##### Extracted information

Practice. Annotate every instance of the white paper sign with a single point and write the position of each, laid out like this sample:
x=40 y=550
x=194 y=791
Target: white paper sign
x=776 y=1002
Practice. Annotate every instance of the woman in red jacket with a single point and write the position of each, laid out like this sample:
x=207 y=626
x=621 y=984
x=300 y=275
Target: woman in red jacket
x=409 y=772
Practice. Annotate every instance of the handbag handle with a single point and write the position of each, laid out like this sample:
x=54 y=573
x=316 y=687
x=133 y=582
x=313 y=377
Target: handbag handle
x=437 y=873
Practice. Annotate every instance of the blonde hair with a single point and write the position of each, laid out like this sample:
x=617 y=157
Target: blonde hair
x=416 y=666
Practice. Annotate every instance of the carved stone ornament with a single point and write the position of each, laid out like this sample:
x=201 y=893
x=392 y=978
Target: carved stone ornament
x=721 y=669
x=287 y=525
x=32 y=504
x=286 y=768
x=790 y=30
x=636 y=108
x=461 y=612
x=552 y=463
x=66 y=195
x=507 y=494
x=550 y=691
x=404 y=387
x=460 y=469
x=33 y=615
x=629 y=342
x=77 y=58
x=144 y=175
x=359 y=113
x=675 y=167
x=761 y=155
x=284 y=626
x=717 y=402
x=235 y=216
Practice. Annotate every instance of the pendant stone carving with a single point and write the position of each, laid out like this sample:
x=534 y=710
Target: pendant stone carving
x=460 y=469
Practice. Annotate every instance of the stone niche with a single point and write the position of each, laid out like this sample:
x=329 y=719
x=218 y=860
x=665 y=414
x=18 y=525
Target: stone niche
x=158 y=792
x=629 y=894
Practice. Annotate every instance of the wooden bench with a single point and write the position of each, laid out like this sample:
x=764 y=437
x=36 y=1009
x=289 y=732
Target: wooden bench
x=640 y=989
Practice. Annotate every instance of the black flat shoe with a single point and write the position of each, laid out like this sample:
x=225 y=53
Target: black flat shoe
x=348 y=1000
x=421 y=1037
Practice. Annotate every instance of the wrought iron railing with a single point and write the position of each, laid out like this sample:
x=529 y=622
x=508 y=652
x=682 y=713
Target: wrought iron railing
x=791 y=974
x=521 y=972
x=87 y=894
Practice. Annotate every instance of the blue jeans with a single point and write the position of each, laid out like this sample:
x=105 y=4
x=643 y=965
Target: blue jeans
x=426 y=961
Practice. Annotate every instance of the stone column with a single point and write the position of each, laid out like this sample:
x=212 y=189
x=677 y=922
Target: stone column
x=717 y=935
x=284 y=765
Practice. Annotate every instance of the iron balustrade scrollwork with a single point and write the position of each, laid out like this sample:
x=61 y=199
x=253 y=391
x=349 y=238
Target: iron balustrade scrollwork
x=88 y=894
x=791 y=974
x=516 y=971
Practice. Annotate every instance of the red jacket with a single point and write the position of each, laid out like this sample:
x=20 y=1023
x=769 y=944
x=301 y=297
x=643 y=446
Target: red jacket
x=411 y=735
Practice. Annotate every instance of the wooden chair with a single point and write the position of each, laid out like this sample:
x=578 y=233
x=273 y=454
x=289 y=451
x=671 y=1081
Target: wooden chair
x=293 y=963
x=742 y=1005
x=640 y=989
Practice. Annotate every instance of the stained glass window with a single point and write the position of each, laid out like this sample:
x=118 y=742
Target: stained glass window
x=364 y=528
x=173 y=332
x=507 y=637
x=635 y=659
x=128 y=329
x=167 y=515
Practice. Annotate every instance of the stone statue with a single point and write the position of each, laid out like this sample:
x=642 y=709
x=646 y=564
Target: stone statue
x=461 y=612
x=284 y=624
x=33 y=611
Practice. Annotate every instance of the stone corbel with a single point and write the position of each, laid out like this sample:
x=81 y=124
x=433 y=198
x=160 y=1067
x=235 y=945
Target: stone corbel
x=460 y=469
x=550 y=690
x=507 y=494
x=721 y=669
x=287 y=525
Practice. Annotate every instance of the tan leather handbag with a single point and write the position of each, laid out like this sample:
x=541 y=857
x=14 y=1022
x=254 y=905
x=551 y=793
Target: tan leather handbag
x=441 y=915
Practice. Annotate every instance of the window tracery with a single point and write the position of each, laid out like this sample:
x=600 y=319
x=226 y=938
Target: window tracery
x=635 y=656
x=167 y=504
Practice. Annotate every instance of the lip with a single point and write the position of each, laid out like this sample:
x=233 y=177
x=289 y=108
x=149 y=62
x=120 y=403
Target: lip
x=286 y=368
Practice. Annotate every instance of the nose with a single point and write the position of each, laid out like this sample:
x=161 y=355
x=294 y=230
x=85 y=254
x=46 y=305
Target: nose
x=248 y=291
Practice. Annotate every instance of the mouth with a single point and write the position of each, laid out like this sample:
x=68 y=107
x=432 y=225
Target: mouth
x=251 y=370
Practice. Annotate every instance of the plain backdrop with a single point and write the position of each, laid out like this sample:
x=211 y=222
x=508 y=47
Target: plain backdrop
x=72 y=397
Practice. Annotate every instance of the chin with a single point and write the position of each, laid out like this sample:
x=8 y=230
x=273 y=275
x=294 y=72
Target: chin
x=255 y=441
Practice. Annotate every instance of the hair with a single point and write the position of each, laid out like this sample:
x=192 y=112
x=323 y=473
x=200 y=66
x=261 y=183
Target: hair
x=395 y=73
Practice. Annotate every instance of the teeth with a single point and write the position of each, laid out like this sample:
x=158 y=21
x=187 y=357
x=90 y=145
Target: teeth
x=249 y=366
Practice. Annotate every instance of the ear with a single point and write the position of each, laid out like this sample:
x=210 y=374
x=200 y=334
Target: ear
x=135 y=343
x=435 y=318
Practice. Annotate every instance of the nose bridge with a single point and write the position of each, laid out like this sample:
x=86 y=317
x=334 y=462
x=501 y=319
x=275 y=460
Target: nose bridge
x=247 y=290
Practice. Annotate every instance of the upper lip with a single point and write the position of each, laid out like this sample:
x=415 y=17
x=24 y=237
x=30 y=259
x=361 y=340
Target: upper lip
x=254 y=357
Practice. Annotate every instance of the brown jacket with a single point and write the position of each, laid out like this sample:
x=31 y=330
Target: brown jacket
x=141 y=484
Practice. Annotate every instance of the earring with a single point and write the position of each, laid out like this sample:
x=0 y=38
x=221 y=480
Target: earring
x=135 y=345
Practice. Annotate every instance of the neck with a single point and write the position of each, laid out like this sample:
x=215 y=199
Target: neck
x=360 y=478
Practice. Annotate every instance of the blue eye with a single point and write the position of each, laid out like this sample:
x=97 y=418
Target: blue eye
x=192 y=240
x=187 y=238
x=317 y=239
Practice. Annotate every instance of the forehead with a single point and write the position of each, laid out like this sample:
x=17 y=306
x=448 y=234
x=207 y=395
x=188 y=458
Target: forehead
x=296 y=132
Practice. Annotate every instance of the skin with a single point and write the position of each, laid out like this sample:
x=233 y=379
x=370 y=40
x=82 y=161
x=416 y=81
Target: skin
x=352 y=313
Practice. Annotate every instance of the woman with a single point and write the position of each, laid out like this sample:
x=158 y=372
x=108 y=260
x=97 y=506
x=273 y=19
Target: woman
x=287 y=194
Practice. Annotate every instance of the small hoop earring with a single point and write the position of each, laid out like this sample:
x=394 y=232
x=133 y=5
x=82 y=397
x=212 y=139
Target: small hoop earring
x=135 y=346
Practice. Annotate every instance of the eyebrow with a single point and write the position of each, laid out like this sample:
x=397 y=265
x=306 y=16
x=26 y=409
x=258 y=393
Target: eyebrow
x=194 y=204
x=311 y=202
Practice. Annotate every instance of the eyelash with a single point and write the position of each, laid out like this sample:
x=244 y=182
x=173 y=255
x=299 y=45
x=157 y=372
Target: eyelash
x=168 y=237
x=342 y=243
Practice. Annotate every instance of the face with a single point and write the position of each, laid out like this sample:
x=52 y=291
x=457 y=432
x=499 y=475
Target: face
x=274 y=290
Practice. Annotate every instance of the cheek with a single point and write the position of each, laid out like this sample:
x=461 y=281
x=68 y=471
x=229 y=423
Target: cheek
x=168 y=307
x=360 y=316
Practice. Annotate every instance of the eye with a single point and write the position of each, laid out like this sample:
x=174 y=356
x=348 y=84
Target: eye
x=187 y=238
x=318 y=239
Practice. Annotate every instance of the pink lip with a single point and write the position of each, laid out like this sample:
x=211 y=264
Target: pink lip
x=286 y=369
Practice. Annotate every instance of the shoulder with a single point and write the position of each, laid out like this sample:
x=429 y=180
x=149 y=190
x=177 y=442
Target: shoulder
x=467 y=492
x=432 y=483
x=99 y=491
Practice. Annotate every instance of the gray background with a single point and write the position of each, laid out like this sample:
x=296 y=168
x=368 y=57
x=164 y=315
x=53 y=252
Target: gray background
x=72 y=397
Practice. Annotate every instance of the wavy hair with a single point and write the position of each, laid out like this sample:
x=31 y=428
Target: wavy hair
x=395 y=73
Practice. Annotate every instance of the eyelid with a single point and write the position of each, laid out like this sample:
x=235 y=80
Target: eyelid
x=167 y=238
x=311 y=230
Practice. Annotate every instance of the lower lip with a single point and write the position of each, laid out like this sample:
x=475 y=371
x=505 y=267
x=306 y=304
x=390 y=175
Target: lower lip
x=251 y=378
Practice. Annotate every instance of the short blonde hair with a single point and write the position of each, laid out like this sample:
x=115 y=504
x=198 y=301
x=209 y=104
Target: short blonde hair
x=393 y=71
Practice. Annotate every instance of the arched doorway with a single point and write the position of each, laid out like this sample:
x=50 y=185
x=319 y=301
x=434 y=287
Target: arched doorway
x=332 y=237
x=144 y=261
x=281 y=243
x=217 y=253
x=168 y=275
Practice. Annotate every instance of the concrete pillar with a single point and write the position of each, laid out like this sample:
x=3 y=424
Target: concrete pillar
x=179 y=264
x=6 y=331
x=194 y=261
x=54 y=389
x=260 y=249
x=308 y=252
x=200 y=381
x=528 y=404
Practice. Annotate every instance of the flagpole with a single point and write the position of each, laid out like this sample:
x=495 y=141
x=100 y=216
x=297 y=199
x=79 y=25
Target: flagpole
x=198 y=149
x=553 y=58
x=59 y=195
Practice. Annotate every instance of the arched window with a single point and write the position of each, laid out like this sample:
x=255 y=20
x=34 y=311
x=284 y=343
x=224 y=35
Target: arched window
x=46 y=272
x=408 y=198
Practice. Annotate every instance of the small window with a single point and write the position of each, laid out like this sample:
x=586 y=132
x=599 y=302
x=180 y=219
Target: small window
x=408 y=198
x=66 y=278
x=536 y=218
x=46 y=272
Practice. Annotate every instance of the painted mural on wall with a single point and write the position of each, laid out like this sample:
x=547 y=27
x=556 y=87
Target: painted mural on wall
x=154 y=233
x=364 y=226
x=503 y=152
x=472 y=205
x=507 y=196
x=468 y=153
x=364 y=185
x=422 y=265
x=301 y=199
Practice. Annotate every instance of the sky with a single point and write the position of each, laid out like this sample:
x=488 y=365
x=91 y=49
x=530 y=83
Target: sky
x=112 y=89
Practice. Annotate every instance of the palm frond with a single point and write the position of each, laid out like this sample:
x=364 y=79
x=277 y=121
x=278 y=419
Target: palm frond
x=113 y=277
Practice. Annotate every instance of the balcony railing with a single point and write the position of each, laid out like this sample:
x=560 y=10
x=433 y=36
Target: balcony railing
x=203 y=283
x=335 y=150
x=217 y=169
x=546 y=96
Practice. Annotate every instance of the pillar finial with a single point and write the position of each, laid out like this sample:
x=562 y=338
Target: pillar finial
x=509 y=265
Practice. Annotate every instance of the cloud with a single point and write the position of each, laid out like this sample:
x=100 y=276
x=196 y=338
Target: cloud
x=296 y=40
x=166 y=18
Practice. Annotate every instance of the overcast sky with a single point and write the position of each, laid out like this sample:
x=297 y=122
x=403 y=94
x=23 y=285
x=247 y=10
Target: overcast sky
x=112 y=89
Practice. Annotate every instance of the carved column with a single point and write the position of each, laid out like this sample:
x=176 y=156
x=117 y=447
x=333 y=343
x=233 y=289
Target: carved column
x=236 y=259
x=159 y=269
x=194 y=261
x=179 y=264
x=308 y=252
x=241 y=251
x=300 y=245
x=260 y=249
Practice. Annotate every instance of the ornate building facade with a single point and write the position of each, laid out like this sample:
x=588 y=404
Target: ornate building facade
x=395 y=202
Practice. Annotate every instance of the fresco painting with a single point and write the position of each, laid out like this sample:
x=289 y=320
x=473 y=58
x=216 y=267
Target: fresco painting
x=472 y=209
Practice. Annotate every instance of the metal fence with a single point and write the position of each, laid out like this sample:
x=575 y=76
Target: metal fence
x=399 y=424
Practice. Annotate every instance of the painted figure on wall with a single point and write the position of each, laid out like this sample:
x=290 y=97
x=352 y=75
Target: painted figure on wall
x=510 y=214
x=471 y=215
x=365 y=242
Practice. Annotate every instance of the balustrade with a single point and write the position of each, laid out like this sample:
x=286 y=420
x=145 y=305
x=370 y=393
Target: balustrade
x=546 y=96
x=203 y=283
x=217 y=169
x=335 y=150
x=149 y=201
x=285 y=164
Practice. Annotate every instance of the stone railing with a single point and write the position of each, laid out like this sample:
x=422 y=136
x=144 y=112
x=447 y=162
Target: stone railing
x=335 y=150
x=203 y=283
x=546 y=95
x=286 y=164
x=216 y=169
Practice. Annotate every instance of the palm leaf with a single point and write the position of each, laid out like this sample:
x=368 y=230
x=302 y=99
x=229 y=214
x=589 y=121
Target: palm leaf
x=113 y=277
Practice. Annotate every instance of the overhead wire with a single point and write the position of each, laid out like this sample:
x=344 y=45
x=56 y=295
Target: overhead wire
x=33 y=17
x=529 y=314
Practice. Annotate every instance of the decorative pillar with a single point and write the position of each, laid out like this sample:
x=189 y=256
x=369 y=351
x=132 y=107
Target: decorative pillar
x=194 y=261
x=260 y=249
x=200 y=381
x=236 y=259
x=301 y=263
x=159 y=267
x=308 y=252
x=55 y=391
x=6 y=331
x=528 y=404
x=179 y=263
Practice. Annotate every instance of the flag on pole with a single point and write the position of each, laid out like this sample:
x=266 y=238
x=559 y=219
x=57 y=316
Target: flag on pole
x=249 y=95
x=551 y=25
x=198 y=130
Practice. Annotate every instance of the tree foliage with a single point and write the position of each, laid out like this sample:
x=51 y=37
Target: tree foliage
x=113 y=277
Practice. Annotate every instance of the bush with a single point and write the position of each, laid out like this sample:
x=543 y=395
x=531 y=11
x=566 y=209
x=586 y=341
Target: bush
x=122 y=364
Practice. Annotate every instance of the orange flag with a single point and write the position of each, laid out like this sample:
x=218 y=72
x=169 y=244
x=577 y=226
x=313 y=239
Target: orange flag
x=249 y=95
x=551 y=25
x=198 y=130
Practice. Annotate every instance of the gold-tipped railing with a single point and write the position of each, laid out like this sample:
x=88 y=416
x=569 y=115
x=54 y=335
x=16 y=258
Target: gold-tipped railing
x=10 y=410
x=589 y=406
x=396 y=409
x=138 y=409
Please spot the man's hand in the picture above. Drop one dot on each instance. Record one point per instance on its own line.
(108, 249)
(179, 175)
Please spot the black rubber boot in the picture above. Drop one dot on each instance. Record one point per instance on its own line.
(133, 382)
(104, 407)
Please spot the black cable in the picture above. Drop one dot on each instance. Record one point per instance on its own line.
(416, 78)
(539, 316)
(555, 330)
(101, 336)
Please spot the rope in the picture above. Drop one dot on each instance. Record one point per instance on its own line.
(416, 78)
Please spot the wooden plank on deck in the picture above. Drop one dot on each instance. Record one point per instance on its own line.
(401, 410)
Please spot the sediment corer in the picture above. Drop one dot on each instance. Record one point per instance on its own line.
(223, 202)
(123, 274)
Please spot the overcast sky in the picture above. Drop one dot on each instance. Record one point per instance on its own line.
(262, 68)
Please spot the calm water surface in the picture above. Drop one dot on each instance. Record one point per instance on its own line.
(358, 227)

##########

## Your task
Could you output, exactly and with nothing else, the lines from the start of the records through the line containing "x=36 y=1009"?

## Solution below
Practice. Annotate every instance of the white paper sign with a single point and write the position of each, laid out like this sample:
x=40 y=550
x=194 y=791
Target: white paper sign
x=776 y=1002
Practice. Annotate every instance of the woman in red jacket with a single point and write the position of each, laid out like this sample:
x=207 y=626
x=621 y=984
x=300 y=275
Target: woman in red jacket
x=409 y=772
Practice. Annotate every instance of the handbag handle with a single point and write the position of each, laid out like this sample:
x=54 y=573
x=316 y=687
x=133 y=582
x=313 y=377
Target: handbag handle
x=437 y=873
Practice. Annotate every instance of the blonde hair with a single point and write the position of each, laid out like this sample:
x=617 y=157
Target: blonde hair
x=416 y=666
Practice. Annotate every instance of the carved stone ornament with a single point and write the position of each, laid out like this sample:
x=201 y=893
x=392 y=978
Target: carved stone ornament
x=721 y=669
x=287 y=525
x=32 y=504
x=286 y=768
x=790 y=30
x=636 y=108
x=461 y=612
x=552 y=463
x=66 y=195
x=507 y=494
x=550 y=691
x=404 y=387
x=460 y=469
x=33 y=615
x=629 y=342
x=77 y=58
x=144 y=175
x=359 y=113
x=675 y=167
x=761 y=155
x=284 y=626
x=717 y=402
x=235 y=216
Practice. Annotate every instance of the pendant stone carving with a single point and write the position of each, laid out like this sample:
x=534 y=710
Target: pendant stone carving
x=460 y=469
Practice. Annotate every instance of the stone niche with a single point and write the position of each, laid out like this sample:
x=329 y=719
x=218 y=860
x=665 y=414
x=18 y=525
Target: stone niche
x=158 y=792
x=629 y=894
Practice. Annotate every instance of the wooden bench with a single point and write the position of each, laid out like this sample:
x=764 y=437
x=36 y=1009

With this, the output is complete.